Directions
Reproduce all the lines below exactly and omit the images.

Provided data
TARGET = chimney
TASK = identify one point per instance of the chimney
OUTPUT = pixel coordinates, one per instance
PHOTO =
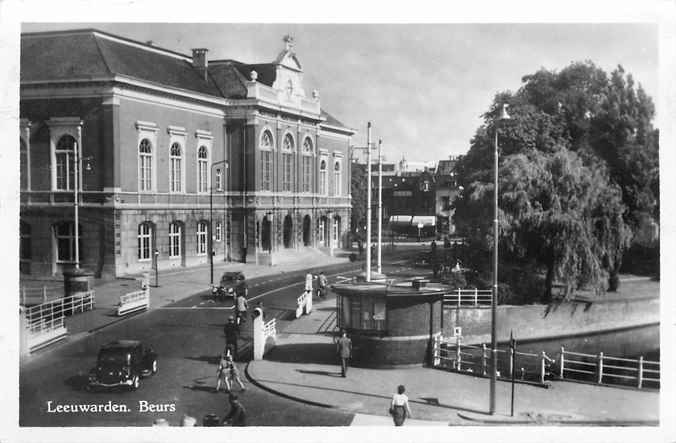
(199, 60)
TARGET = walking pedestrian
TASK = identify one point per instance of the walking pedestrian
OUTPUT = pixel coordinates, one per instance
(323, 283)
(242, 307)
(237, 414)
(231, 333)
(308, 284)
(344, 348)
(399, 408)
(232, 375)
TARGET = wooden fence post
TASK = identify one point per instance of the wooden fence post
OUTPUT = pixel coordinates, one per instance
(483, 358)
(458, 357)
(511, 362)
(542, 367)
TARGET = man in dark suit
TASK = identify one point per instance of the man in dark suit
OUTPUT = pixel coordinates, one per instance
(344, 346)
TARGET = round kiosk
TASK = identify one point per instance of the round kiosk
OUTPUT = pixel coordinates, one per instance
(391, 325)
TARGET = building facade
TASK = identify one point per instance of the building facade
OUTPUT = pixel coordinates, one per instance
(172, 156)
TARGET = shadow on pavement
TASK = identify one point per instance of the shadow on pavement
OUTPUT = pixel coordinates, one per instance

Answer to this task
TARGET = chimney
TASK = identify one point per instance of the chimney
OUTPUT = pixel coordinates, one per instance
PHOTO =
(199, 60)
TARGET = walking pedestrian
TASK = identify one point per instance of the walking pedestrian
OUTPUT = pixel coordinates, one per instance
(323, 283)
(242, 307)
(237, 414)
(231, 333)
(308, 284)
(344, 348)
(399, 408)
(232, 375)
TARGET = wooden fence post
TASK = identify one point per instance of the wooden fence post
OUTPUT = pixel coordinates, one per instance
(483, 358)
(458, 357)
(511, 362)
(542, 367)
TARGET = man in dark suit
TASK = identify one point per instance of the man in dark suit
OUTPUT = pixel coordinates, one per instance
(344, 346)
TARGET = round kiosk
TASK = identify one point per instance of the round kiosk
OUTPUT = pixel coordinates, one per instance
(391, 325)
TARGET = building facade
TASK = identify one point per instance of the building facade
OUTPUT = pixel coordinates, one per instance
(172, 156)
TARGET = shadow on pavement
TASK = identify one point per instance of the shadow on pavement
OUTPUT = pixel coordinates, one per instance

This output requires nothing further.